>>
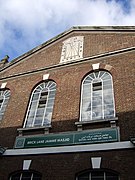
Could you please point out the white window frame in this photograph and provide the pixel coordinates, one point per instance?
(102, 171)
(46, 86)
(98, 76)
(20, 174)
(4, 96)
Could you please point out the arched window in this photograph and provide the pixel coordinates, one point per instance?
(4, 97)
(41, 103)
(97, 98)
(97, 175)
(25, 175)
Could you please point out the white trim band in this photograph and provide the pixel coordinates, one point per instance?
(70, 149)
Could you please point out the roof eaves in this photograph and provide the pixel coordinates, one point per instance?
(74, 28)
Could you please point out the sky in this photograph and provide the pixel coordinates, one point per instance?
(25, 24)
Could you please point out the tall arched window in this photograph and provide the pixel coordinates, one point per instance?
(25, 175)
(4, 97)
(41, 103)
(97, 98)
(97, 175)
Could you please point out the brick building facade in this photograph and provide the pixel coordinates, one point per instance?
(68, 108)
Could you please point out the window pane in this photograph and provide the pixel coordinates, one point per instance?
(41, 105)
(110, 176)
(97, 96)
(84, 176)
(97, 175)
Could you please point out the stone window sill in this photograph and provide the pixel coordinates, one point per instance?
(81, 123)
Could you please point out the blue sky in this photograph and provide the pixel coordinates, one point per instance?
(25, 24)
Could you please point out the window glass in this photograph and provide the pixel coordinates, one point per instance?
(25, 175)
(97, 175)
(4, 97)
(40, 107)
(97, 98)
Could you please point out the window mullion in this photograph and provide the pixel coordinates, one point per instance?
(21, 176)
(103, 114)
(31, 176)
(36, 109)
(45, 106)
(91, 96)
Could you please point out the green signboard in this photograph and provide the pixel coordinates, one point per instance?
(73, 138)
<<
>>
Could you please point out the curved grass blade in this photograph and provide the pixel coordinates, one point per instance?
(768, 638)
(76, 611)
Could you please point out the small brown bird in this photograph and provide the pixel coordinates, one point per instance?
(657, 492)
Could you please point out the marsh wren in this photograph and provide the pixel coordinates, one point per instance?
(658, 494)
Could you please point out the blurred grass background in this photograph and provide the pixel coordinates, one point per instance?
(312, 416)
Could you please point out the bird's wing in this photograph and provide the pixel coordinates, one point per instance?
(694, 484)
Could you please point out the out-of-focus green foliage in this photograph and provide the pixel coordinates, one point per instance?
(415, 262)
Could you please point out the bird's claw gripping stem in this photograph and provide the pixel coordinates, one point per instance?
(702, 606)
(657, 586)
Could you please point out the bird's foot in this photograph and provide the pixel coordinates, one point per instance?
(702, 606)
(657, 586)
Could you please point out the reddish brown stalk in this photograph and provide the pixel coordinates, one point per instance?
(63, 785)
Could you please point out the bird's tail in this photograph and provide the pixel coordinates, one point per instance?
<<
>>
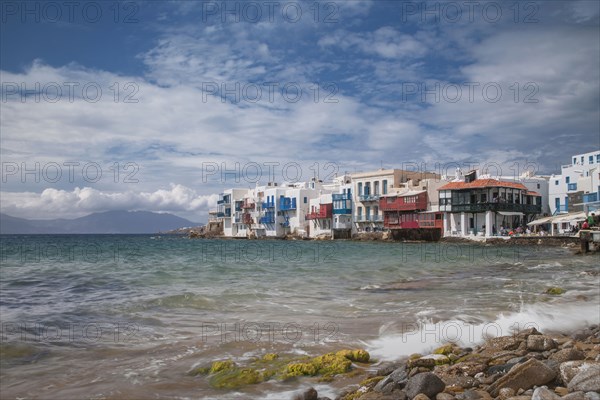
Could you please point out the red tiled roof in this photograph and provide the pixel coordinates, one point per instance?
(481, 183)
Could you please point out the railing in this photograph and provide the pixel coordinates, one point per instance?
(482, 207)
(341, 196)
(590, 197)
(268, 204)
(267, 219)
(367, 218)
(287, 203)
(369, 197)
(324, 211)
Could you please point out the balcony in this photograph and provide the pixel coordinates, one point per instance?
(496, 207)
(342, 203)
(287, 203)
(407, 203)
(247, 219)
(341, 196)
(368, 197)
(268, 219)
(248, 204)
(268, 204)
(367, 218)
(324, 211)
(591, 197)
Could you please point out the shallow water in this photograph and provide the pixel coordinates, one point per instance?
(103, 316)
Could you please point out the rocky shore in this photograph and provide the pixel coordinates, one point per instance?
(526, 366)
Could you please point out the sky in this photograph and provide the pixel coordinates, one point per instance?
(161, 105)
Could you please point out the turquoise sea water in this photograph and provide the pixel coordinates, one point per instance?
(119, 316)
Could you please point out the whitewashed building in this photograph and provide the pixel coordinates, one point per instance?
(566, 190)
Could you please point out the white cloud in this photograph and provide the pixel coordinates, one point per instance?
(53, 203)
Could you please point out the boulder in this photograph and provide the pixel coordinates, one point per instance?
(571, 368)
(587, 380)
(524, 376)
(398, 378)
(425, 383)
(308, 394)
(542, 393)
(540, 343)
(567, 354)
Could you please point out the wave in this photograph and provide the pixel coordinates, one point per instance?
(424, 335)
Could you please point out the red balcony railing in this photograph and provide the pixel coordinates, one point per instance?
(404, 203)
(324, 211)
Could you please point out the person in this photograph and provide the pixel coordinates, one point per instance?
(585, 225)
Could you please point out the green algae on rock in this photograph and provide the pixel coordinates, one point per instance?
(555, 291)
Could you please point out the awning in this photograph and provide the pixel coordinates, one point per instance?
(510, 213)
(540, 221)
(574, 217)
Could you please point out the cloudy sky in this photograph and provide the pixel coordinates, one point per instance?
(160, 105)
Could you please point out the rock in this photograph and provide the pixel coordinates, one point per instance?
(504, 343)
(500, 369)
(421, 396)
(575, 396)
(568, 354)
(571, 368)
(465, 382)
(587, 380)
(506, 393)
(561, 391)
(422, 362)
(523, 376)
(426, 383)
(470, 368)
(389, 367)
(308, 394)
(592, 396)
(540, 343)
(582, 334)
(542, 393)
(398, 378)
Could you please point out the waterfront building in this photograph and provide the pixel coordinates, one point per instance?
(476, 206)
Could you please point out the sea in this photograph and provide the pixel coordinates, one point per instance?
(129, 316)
<<
Gather every line from the material above that contains the string "bird". Case counts.

Could you please point out the small brown bird in this photograph and provide the pixel coordinates, one point per instance?
Could you please point out the bird's wing in this photograph and provide the pixel coordinates, one point per instance?
Could you please point out the bird's claw gripping stem in this photograph and provide the pixel coordinates, one point per instance?
Could you please point out the bird's foot in this photograph and provide the pixel coordinates, one point per instance?
Could you please point out the bird's tail in this photograph and provide the pixel coordinates, one point per instance?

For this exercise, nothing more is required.